— BEGIN Records provided —

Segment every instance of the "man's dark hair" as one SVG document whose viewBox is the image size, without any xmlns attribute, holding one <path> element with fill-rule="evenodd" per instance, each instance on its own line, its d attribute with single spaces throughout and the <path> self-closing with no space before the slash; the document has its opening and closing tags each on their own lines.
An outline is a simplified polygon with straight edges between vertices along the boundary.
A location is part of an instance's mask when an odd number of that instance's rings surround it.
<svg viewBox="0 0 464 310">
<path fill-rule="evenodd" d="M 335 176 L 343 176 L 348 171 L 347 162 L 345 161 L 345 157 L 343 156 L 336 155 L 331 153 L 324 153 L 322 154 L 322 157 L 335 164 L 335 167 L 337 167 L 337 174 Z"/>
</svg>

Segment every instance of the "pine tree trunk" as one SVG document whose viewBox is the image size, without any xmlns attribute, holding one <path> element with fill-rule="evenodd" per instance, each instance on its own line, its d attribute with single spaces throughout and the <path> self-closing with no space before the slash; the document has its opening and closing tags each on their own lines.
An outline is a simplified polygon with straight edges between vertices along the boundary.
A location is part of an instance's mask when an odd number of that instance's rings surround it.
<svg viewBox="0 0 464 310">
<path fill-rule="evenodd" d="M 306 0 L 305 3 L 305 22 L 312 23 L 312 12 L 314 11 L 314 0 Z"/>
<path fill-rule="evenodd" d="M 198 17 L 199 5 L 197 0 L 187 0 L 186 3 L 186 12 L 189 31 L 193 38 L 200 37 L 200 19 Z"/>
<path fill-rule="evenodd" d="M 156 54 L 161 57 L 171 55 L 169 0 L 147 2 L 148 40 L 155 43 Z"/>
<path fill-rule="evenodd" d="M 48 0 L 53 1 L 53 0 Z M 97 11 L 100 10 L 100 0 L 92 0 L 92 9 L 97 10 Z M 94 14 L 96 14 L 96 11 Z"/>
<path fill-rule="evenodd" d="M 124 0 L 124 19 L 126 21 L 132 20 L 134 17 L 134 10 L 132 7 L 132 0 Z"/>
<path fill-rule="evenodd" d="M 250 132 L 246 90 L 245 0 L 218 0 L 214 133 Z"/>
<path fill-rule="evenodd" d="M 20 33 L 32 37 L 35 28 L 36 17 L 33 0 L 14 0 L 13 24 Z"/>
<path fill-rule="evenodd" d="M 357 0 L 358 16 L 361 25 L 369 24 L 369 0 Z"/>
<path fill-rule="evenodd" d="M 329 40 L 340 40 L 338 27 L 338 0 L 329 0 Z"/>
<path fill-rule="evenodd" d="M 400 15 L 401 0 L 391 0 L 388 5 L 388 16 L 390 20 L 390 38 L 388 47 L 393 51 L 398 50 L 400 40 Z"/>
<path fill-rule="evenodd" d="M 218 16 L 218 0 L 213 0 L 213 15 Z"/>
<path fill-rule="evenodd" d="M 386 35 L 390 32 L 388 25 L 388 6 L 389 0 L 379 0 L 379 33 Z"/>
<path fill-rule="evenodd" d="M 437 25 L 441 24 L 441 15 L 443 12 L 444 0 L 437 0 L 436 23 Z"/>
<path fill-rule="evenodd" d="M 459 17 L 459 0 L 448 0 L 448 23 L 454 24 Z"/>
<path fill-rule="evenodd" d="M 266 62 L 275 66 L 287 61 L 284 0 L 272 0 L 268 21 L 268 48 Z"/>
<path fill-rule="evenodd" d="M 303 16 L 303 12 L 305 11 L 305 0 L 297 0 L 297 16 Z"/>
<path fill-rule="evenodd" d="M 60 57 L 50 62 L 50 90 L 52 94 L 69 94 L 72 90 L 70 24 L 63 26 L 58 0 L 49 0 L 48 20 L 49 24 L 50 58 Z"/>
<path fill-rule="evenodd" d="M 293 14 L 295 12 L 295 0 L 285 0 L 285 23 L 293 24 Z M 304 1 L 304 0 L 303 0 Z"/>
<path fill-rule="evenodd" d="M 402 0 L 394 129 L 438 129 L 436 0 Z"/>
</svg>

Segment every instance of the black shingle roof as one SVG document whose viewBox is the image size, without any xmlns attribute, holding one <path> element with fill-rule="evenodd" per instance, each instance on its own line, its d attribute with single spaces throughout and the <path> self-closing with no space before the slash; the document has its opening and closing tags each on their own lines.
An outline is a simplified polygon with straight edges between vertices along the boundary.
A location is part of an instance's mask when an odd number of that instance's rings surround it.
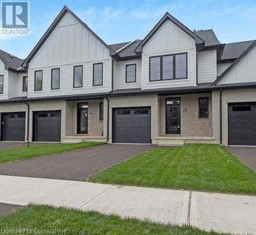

— END Records provided —
— BEGIN Records provided —

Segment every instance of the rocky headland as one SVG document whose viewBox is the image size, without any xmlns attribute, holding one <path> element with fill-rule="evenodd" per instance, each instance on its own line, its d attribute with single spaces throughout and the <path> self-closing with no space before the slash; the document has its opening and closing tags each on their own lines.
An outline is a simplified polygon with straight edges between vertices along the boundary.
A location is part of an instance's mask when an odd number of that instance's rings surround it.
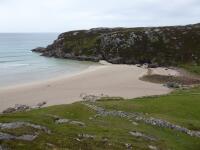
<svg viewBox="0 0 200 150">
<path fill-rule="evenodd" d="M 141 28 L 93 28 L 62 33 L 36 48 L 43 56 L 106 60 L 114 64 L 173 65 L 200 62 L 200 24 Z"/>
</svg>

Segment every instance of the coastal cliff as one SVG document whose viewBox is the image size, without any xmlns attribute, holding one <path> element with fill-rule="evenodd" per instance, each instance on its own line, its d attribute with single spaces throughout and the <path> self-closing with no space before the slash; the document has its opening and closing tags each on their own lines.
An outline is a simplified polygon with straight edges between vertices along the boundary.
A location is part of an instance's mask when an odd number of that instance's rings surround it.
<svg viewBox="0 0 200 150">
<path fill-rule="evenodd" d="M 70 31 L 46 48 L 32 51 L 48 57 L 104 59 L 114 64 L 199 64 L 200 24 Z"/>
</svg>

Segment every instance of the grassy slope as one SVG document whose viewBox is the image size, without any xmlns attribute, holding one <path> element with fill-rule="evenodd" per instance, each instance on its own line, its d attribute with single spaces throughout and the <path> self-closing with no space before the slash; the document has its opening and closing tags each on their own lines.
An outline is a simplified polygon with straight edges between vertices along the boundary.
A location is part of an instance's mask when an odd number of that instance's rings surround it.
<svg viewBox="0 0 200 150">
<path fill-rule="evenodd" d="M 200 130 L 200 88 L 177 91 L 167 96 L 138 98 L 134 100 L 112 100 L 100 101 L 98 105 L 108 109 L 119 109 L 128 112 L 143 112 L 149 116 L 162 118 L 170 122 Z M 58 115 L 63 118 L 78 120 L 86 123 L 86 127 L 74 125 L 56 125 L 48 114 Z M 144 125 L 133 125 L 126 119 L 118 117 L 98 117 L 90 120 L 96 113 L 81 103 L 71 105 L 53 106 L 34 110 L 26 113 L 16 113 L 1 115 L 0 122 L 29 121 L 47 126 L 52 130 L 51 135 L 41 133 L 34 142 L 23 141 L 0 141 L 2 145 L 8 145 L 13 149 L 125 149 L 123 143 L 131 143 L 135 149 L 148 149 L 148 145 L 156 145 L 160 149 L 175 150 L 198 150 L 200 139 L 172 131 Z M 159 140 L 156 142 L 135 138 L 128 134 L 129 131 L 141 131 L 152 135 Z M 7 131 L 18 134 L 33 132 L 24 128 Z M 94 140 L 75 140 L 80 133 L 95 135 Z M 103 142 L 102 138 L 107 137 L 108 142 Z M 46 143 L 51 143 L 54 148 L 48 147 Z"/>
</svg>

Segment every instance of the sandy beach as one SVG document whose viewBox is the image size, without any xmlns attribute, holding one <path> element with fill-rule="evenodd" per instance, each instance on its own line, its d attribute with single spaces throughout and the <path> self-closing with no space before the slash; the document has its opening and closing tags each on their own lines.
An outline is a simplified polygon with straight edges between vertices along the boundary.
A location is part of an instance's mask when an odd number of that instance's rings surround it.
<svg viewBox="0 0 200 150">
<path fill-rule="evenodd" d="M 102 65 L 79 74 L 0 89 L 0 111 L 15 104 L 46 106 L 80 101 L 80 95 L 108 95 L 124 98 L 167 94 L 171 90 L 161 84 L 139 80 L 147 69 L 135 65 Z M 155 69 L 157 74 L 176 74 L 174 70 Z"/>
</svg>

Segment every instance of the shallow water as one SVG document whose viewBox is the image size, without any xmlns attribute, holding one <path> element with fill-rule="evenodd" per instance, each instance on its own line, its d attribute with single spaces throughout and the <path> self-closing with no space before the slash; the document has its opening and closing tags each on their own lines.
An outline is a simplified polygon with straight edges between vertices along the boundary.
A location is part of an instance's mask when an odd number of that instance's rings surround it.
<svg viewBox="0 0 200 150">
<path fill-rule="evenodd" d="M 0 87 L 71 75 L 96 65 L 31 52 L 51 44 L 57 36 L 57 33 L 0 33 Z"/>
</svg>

— END Records provided —

• [Directions] Count the lines in the rows above that contain the string "coastal", matching case exactly. Give only the number.

• [Exercise result] 1